Short problem 1: Rewrite the lines of the listing, starting at the line that has "Target: life ring on cabin" and stopping at the end of the listing, and swap "single point" for "one point" while leaving everything else unchanged.

Source:
##########
Thanks Chile! We had a ball! First rule at the hunting camp-have fun!


----------



## chilerelleno (Feb 9, 2018)

indaswamp said:


> First rule at the hunting camp-have fun!


This!  
This is the first year in many that I went deerless despite several trips.
But every trip was full of rest, relaxation and fun.
And to top it all of I got to watch my youngest take his first deer, that was a truly special event.


----------



## indaswamp (Feb 9, 2018)

<thumbs up>!!!
This recipe works very well with venison too...highly recommended.

We had a great season. Brother killed 2, cousin killed 3, I killed 2. Deer processing day is tuesday.


----------



## tritowner (Feb 9, 2018)

That really looks good! Plus the bonus is the fun you had catching the ingredients!  Nice!


----------



## one eyed jack (Feb 9, 2018)

It looks like a great day to me,from beginning to stew.

I can almost taste the stew.  Shotgun hunt, or rifle?  Walking or machines?  Never been in the swamps but would love to go on a hunt like this.
##########
Short problem 2: Pick up the hunting-camp forum thread where it stops and continue it.
##########
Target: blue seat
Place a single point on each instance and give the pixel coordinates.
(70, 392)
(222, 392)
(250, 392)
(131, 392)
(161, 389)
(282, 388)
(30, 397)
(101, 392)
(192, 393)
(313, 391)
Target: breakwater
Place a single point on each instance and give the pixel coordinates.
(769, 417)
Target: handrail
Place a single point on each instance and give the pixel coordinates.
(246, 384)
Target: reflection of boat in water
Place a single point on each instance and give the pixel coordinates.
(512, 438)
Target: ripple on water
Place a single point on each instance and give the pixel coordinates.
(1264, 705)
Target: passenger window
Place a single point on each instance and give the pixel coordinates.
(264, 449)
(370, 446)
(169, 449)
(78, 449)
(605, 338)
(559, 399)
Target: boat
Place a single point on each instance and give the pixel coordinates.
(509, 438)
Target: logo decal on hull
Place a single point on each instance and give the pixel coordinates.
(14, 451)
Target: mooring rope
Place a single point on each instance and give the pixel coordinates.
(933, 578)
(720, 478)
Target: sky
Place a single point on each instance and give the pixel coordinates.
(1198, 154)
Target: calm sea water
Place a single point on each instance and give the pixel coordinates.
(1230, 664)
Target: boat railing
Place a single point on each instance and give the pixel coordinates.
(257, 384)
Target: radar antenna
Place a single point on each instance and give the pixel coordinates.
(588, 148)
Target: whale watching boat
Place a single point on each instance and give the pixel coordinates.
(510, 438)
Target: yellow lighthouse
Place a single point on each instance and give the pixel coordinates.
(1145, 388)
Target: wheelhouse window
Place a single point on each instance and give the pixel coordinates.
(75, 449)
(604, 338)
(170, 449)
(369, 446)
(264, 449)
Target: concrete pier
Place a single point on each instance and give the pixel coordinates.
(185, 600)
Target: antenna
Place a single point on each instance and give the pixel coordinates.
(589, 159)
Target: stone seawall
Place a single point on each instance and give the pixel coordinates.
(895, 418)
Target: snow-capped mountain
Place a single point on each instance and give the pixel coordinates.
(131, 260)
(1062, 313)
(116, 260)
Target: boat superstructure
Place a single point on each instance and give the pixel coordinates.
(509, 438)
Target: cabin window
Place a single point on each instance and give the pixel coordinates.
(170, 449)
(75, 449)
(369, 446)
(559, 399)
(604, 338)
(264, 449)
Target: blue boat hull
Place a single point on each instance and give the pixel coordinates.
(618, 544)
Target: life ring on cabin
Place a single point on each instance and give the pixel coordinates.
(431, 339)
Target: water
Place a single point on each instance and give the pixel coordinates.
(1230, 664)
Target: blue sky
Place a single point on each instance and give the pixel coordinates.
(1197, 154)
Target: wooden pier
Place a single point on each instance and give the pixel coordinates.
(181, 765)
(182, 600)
##########
Exercise answer 1:
Target: life ring on cabin
Place a one point on each instance and give the pixel coordinates.
(431, 339)
Target: water
Place a one point on each instance and give the pixel coordinates.
(1230, 664)
Target: blue sky
Place a one point on each instance and give the pixel coordinates.
(1197, 154)
Target: wooden pier
Place a one point on each instance and give the pixel coordinates.
(181, 765)
(182, 600)

Exercise answer 2:
----------



## indaswamp (Feb 9, 2018)

shotgun, walking....


----------



## indaswamp (Feb 9, 2018)

tritowner said:


> That really looks good!





one eyed jack said:


> It looks like a great day to me,from beginning to stew.


Thanks fellas! I love it! Spicy, but not burn your mouth on fire hot. Packed with flavor and when those rabbit pieces start to fall apart, oh man!!!


----------



## one eyed jack (Feb 9, 2018)

indaswamp said:


> shotgun, walking....



That was my guess. 

Thanks for the comeback.


----------



## ab canuck (Feb 9, 2018)

Wow.... That looks and sounds great.... Sounded like a great time as well, Good for you. Thx for sharing recipe as well, would be good to try. 
 Congrats on the carousel as well. Definitely worth points....


----------



## indaswamp (Feb 9, 2018)

Thanks abc...


----------



## daveomak (Feb 10, 2018)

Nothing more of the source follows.